What you should do: Can you render the rows below as a two-column CSV with the headers "prompt" and "answer", one record per row, putting its text in the first quoted field and its answer in the second, with line breaks replaced by spaces? Begin at the line that has "mark the light" and stop after the one that has "(1108, 724)".

──────── Items ────────

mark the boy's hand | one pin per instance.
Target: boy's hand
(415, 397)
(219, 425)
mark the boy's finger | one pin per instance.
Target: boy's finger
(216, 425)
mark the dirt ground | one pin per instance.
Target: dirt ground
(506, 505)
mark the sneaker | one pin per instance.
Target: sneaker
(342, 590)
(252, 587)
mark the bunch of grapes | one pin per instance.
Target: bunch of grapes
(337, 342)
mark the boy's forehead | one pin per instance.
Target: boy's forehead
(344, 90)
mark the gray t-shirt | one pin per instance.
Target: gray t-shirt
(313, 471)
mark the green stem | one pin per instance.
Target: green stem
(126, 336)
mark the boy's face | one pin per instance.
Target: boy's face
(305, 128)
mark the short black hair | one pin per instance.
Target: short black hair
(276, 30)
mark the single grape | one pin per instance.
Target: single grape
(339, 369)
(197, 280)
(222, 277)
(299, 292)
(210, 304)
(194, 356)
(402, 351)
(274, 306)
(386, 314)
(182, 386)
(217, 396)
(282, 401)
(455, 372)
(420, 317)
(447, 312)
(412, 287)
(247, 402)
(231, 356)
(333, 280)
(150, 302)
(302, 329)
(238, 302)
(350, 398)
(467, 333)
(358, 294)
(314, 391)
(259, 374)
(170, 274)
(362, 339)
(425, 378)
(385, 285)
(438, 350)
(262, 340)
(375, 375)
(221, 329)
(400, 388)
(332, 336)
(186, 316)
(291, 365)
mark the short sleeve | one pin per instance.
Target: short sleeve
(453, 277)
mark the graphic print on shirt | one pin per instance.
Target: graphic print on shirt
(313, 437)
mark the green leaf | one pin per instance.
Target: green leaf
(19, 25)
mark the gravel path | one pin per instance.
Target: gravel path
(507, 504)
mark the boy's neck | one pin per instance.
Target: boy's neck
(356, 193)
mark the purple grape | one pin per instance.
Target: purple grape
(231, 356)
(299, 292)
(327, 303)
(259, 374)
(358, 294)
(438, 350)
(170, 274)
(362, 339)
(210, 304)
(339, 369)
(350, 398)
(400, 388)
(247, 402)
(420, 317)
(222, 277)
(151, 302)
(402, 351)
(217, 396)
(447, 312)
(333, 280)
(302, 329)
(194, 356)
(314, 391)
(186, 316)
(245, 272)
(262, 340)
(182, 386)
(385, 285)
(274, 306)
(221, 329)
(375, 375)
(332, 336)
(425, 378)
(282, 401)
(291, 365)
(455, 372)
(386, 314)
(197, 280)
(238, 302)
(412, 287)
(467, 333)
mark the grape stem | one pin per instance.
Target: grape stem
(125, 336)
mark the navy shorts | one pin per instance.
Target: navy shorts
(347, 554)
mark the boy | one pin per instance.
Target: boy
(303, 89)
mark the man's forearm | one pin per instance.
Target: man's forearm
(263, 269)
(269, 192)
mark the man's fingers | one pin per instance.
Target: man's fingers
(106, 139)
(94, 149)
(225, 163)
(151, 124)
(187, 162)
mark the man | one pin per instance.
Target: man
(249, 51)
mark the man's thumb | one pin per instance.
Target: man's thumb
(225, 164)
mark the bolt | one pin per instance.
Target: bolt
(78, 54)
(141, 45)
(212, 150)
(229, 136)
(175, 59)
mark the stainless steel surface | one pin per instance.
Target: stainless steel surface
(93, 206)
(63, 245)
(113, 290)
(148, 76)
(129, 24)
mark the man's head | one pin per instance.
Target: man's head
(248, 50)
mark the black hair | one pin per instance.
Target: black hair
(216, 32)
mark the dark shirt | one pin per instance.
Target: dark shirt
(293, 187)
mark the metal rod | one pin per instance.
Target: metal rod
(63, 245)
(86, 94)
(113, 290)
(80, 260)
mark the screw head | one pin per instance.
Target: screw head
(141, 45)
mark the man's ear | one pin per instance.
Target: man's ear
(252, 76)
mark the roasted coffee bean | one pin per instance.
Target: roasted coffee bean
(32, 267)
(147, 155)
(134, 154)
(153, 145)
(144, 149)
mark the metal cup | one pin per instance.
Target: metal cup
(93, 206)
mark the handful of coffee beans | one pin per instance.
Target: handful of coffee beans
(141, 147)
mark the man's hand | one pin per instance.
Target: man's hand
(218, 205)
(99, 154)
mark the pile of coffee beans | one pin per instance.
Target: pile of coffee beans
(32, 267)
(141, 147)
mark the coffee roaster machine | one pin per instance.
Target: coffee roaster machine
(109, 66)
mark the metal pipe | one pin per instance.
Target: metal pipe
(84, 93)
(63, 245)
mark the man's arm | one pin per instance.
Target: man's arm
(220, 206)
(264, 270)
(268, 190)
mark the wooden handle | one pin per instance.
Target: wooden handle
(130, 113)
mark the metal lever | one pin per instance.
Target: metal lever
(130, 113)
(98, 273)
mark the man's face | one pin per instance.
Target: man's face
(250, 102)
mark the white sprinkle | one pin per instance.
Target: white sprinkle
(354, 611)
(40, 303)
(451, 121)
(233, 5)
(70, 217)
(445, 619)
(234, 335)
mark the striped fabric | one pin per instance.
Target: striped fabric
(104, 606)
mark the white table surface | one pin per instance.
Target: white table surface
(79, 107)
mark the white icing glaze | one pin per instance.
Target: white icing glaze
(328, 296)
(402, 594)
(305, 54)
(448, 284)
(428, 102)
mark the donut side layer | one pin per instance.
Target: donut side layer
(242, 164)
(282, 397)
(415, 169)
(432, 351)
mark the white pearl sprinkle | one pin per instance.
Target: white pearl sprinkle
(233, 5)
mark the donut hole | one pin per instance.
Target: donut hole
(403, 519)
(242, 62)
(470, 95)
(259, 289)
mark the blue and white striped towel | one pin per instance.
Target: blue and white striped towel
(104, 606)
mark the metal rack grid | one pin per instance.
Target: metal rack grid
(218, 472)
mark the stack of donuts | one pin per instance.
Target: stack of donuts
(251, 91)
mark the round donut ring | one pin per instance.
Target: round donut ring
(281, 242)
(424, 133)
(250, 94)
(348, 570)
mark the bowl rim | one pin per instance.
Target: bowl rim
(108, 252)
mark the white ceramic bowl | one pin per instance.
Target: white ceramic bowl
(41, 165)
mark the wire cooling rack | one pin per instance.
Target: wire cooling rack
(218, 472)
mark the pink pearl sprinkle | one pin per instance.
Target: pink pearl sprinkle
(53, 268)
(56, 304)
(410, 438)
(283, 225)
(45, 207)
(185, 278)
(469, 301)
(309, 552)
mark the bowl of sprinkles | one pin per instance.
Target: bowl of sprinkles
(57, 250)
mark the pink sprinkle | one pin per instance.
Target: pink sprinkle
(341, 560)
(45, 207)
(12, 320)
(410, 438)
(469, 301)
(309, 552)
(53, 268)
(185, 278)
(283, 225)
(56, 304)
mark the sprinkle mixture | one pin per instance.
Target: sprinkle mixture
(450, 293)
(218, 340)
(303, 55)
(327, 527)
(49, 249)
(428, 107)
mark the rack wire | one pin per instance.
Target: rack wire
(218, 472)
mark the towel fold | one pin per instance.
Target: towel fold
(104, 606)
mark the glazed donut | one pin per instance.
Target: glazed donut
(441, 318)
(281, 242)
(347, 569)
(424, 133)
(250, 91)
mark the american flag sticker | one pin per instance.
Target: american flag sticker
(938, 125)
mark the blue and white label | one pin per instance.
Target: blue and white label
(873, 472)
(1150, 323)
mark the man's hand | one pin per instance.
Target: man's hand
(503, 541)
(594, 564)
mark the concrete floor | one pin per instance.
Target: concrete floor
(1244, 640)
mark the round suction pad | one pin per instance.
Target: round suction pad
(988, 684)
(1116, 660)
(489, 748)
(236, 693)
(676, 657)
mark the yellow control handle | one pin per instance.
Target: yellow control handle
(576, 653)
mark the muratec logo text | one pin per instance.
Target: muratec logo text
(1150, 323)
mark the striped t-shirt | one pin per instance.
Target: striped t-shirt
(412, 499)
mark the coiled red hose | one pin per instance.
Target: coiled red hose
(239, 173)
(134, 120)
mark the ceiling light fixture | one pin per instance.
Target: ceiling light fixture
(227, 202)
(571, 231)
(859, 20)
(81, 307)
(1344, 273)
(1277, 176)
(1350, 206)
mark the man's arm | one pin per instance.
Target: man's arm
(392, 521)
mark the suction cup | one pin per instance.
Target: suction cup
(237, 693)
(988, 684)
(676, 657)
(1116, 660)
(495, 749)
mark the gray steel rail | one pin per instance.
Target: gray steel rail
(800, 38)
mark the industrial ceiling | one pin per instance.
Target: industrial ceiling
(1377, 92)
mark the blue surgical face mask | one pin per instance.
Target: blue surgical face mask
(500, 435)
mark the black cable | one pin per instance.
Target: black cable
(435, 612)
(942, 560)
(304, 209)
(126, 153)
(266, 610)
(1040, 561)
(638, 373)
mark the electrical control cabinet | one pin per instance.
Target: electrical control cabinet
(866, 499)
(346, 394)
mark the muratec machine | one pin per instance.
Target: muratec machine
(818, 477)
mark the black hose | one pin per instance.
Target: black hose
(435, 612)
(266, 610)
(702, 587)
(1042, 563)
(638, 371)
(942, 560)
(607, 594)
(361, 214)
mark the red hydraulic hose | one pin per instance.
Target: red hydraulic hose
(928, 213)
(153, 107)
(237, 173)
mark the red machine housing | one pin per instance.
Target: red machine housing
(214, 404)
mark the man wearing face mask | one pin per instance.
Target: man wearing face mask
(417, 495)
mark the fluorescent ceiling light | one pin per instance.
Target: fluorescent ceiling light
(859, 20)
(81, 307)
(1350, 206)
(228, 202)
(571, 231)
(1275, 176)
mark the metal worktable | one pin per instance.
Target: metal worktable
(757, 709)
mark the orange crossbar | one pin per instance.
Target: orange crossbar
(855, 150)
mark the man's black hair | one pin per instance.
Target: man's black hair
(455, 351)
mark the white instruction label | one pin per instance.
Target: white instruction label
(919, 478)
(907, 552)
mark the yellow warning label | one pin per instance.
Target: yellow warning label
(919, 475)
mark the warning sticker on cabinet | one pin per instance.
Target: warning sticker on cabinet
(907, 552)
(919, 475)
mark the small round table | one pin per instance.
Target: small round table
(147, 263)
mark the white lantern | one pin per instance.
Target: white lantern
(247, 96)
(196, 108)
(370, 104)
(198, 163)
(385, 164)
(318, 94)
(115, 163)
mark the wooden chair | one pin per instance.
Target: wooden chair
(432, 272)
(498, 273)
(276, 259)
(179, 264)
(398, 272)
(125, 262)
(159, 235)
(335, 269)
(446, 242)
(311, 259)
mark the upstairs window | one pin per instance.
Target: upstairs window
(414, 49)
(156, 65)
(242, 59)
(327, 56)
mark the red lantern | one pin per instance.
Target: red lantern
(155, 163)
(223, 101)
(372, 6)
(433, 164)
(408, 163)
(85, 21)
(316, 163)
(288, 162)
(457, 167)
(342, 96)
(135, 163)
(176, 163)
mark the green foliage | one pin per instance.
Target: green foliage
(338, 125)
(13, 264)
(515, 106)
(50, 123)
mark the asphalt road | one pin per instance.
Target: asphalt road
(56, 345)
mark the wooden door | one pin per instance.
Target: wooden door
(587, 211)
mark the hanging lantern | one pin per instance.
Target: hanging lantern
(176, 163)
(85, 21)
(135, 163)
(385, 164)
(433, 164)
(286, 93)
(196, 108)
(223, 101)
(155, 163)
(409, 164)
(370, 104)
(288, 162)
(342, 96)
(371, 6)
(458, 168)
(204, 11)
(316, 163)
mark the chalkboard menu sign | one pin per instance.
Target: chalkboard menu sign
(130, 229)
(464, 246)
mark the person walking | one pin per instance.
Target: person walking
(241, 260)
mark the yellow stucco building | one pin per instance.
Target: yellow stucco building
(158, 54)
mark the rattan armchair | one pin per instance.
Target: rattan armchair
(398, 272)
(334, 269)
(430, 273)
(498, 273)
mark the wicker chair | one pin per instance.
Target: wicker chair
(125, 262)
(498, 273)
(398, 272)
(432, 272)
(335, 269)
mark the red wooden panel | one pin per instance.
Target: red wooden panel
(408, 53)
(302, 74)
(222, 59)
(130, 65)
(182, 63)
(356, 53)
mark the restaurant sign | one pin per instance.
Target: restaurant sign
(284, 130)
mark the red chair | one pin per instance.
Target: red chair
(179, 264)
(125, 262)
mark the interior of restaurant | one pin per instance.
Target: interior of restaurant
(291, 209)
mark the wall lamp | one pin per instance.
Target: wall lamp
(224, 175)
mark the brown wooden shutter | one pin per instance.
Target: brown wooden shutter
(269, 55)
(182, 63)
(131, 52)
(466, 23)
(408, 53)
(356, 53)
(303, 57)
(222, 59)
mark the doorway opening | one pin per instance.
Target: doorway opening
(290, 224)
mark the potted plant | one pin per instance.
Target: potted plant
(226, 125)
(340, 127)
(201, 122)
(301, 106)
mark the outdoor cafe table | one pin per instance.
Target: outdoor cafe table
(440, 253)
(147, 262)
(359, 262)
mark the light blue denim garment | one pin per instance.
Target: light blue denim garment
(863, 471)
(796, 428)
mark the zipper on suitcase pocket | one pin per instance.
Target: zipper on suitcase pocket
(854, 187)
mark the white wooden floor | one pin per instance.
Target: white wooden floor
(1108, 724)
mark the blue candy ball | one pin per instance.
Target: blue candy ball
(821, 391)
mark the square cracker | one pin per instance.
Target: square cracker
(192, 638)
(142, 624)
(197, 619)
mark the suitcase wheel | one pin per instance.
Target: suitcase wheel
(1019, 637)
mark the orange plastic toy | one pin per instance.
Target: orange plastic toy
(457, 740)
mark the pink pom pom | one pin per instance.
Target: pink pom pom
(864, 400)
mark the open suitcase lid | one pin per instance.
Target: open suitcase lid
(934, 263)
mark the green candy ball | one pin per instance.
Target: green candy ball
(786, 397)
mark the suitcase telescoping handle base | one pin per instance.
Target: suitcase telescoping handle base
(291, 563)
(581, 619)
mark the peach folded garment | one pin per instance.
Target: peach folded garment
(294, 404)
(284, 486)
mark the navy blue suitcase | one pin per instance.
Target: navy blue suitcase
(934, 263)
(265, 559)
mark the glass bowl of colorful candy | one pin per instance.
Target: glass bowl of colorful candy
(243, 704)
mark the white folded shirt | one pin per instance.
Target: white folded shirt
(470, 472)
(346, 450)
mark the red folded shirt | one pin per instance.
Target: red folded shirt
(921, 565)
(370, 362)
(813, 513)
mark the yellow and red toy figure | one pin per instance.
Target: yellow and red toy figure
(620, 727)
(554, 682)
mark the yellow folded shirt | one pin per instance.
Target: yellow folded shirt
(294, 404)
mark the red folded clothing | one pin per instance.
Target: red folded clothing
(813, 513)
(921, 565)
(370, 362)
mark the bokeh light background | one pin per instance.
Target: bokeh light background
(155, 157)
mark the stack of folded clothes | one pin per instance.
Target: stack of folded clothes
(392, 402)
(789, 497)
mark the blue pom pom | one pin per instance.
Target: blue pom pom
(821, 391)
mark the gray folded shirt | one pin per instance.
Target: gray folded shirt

────────

Output for this exercise:
prompt,answer
"mark the light blue denim garment | one pin per instance. Target: light blue denim garment","(863, 471) (796, 428)"
"mark the zipper on suitcase pocket | one pin per instance. Target: zipper on suitcase pocket","(854, 187)"
"mark the white wooden floor | one pin per instance. Target: white wooden floor","(1108, 724)"